* [Directions for this task]: Extract every line of the listing below word for word, omitting the pictures.

(Data items)
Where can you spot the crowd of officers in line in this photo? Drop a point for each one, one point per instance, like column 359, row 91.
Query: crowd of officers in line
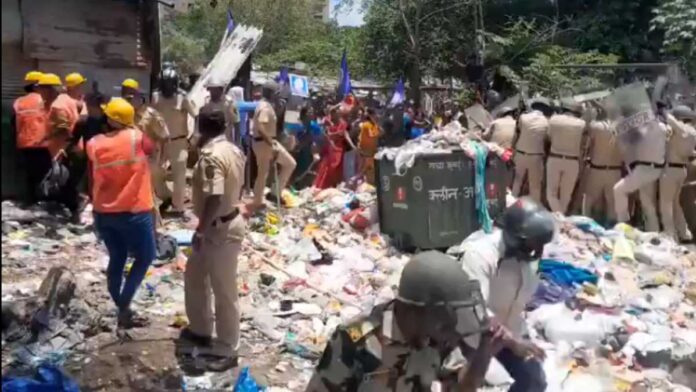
column 575, row 152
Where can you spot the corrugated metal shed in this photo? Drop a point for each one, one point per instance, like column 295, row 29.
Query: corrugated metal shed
column 104, row 32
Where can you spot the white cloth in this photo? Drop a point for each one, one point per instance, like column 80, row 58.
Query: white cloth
column 506, row 283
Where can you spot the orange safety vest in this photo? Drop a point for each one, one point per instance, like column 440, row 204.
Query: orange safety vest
column 120, row 172
column 30, row 116
column 64, row 105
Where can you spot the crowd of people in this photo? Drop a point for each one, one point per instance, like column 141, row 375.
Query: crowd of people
column 123, row 147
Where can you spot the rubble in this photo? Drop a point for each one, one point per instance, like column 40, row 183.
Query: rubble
column 616, row 307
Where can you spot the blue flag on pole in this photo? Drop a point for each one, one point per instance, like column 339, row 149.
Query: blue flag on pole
column 283, row 76
column 344, row 87
column 399, row 94
column 230, row 21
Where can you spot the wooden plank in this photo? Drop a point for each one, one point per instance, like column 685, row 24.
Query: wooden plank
column 105, row 32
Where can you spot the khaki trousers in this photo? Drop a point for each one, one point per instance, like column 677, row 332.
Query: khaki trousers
column 643, row 179
column 532, row 167
column 670, row 204
column 264, row 160
column 176, row 152
column 214, row 266
column 598, row 187
column 561, row 175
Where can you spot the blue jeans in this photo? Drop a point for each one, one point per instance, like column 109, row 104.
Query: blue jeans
column 528, row 374
column 123, row 233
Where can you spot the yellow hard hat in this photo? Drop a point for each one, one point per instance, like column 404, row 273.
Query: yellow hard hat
column 50, row 80
column 33, row 77
column 120, row 110
column 74, row 79
column 131, row 83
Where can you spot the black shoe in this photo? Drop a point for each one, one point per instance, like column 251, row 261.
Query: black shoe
column 165, row 206
column 198, row 340
column 221, row 364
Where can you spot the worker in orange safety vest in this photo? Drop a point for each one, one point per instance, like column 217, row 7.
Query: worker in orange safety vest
column 122, row 200
column 29, row 122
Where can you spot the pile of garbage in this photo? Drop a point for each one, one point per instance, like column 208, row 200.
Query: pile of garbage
column 616, row 308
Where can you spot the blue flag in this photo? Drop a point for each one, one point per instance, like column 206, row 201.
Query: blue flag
column 344, row 87
column 230, row 21
column 283, row 76
column 399, row 94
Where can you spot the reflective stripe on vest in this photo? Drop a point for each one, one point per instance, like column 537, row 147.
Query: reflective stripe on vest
column 120, row 172
column 30, row 118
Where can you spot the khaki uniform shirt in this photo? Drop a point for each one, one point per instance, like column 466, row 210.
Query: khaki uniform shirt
column 371, row 354
column 604, row 147
column 220, row 171
column 534, row 128
column 682, row 143
column 265, row 120
column 566, row 135
column 501, row 131
column 175, row 111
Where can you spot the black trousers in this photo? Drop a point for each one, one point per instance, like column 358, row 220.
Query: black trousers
column 36, row 163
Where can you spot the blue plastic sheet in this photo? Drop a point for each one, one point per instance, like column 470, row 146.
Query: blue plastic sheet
column 246, row 383
column 48, row 379
column 565, row 274
column 484, row 217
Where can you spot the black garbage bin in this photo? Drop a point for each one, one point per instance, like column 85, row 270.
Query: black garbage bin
column 433, row 204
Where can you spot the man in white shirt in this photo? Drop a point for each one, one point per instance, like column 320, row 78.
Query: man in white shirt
column 505, row 263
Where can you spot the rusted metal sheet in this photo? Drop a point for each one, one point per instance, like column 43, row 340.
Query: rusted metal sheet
column 104, row 32
column 234, row 51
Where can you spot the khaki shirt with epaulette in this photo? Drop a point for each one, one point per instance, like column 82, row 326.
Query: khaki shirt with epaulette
column 604, row 146
column 220, row 171
column 501, row 131
column 371, row 354
column 682, row 142
column 566, row 135
column 534, row 128
column 265, row 120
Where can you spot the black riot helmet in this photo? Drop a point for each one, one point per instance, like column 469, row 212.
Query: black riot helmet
column 527, row 228
column 434, row 280
column 169, row 80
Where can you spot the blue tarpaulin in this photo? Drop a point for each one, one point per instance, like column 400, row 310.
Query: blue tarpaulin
column 48, row 379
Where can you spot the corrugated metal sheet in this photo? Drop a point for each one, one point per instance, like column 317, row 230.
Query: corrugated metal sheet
column 104, row 32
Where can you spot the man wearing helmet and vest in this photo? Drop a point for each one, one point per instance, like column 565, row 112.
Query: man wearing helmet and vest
column 529, row 148
column 29, row 122
column 175, row 108
column 567, row 137
column 402, row 344
column 266, row 147
column 505, row 263
column 122, row 200
column 74, row 87
column 680, row 149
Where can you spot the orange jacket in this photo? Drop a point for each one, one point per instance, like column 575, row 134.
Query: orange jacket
column 120, row 172
column 30, row 116
column 63, row 114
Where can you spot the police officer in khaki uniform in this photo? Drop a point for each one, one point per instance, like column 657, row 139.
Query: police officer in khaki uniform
column 217, row 183
column 679, row 151
column 175, row 108
column 529, row 149
column 403, row 344
column 645, row 156
column 566, row 134
column 604, row 169
column 502, row 129
column 266, row 147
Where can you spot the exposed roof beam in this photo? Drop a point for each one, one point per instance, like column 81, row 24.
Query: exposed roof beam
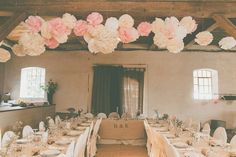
column 149, row 8
column 209, row 28
column 225, row 24
column 11, row 23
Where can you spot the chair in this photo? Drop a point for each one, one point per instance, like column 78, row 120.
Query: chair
column 57, row 120
column 126, row 116
column 93, row 148
column 171, row 151
column 102, row 115
column 27, row 131
column 81, row 144
column 89, row 139
column 233, row 142
column 187, row 123
column 89, row 115
column 220, row 134
column 7, row 137
column 41, row 126
column 70, row 149
column 114, row 115
column 206, row 129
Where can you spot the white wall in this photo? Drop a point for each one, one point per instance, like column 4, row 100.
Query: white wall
column 168, row 80
column 1, row 77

* [Output below]:
Where can you spot the crowd of officers in line in this photo? Drop a point for each one, one point per instance, like column 359, row 91.
Query: crowd of officers in line
column 575, row 152
Where can you spot the corrugated metal shed in this photo? Drop a point for each one, one point per instance, like column 295, row 29.
Query: corrugated metal shed
column 104, row 32
Where can you spot the white cloth in this photo? Drop a point for each one, one point per instance, like column 80, row 58.
Query: white cloth
column 506, row 283
Where can you spot the orange safety vest in this photo? Drop a point for each one, one point per instance, like column 440, row 204.
Query: orange safety vest
column 120, row 172
column 30, row 116
column 64, row 105
Where can you spot the crowd of people in this photo? Drop a point for each one, one point per instance, like column 141, row 375.
Query: crowd of people
column 123, row 147
Where can you spot the rubble in this photo? Drop a point for each one, one point per instance, like column 40, row 183.
Query: rubble
column 616, row 307
Where can you spot the blue flag on pole in this photo? Drop a point for each one, one point per instance, like column 339, row 149.
Query: blue flag on pole
column 283, row 76
column 344, row 87
column 399, row 94
column 230, row 21
Where can you spot the wooden plank in this photo? Drop a point for each one, one point per instance, like column 685, row 24.
Query: wooden plank
column 105, row 32
Where can you spot the khaki trousers in this photo? Drop a point for each one, one point per instance, like column 677, row 332.
Query: khaki trousers
column 643, row 179
column 532, row 167
column 670, row 204
column 264, row 160
column 176, row 152
column 214, row 266
column 598, row 187
column 561, row 175
Where can you spot the blue jeans in this photo? Drop a point for each one, one point per instance, like column 109, row 104.
Query: blue jeans
column 528, row 374
column 123, row 233
Where can you spot the yellow hard hat in this photo? Drop a point for each one, one point per instance, like column 404, row 273.
Query: yellow hard hat
column 50, row 80
column 33, row 77
column 120, row 110
column 74, row 79
column 131, row 83
Where can you spot the black shoe in this photo? Drop a point for each one, one point per instance, like column 251, row 261.
Query: black shoe
column 165, row 206
column 198, row 340
column 221, row 364
Where can you spot the worker in orange safety vest in this photo? Drop a point for each one, one point per instance, like column 217, row 7.
Query: worker in orange safety vest
column 122, row 200
column 29, row 122
Where can you spot the pile of garbage in this photo? Drop a point for each one, one point per instance, like column 208, row 200.
Query: pile of garbage
column 616, row 308
Where can you spot the blue flag in this photo? Drop a point for each one, one point per instance, like column 206, row 201.
Query: blue flag
column 344, row 87
column 230, row 21
column 283, row 76
column 399, row 94
Where can you spot the reflective stripe on vest in this photo? Drop a point for each one, one point per instance, like column 537, row 147.
Query: reflective stripe on vest
column 120, row 172
column 30, row 118
Where can you spot the khaki uniform shirt in this photo? Drop a point for each one, one point per instance, like column 466, row 210.
Query: khaki uniform shirt
column 371, row 354
column 604, row 147
column 220, row 171
column 534, row 128
column 682, row 143
column 265, row 120
column 566, row 135
column 501, row 131
column 175, row 111
Where can you spot the black trousers in this photo? Drop a point for each one, one point per instance, like column 358, row 220.
Query: black trousers
column 36, row 163
Where can you spot the blue plastic sheet in this photo? Drop a point for each one, one point per instance, like column 470, row 146.
Query: blue plastic sheet
column 246, row 383
column 48, row 379
column 565, row 274
column 484, row 217
Where can you spot the black garbage bin in this photo? Drop a point for each one, one point per instance, like column 85, row 270.
Query: black garbage bin
column 433, row 204
Where can you spot the man in white shirt in this photo? Drop a point for each one, one point per instance, like column 320, row 78.
Query: man in white shirt
column 505, row 263
Where can you spot the rusted metal sheet in this photo? Drop a point for each one, one point per instance, like column 43, row 340.
Query: rusted metal sheet
column 104, row 32
column 234, row 51
Where can you spot the khaki shirt with epaulette in this photo? Drop a point for each one, one point per instance, like column 82, row 326.
Query: khaki shirt with epaulette
column 604, row 146
column 220, row 171
column 501, row 131
column 371, row 354
column 682, row 142
column 566, row 135
column 534, row 128
column 265, row 120
Where can you spot the black riot helmet in this photo? Drop a point for each one, one point per instance, like column 469, row 212.
Query: black riot helmet
column 527, row 228
column 434, row 280
column 169, row 80
Where can you spot the blue tarpaulin in this photo? Drop a point for each one, one point per instance, like column 400, row 310.
Query: blue tarpaulin
column 48, row 379
Where can you spot the corrugated metal sheet in this photo? Drop a point for each one, one point per instance, like column 317, row 230.
Query: corrugated metal sheet
column 104, row 32
Where can you spot the man wearing helmet and vest in this photo? Drop a point for each one, one point per instance, like column 565, row 112.
Query: man wearing helmet and vest
column 529, row 148
column 29, row 122
column 175, row 108
column 567, row 137
column 402, row 344
column 266, row 147
column 505, row 263
column 122, row 200
column 74, row 87
column 680, row 149
Where can you spot the orange jacket in this photo? Drop a point for each one, one point per instance, like column 575, row 134.
Query: orange jacket
column 120, row 172
column 30, row 116
column 63, row 114
Where can you spot the police officer in khaki uniform in this photo? Drop a point for each one, one point per instance, like column 657, row 139.
Query: police officer in khaki uniform
column 217, row 183
column 679, row 151
column 175, row 108
column 529, row 149
column 403, row 344
column 645, row 156
column 566, row 134
column 604, row 169
column 502, row 129
column 266, row 147
Where can you spot the exposed roof beam in this photo? Drop a point for each one, one point per instance, like column 81, row 24.
Query: exposed roof beam
column 149, row 8
column 209, row 28
column 225, row 24
column 11, row 23
Where can you spot the chair in this photo? Drop a point for each one, one point per instance, like column 78, row 120.
Query: chair
column 57, row 120
column 126, row 116
column 93, row 148
column 171, row 151
column 102, row 115
column 27, row 131
column 81, row 144
column 89, row 139
column 233, row 142
column 187, row 123
column 89, row 115
column 220, row 134
column 7, row 137
column 41, row 126
column 70, row 149
column 114, row 115
column 206, row 129
Where can you spot the white wall in this photo? Drop a point for each one, one point per instance, like column 4, row 100.
Query: white wall
column 168, row 80
column 1, row 77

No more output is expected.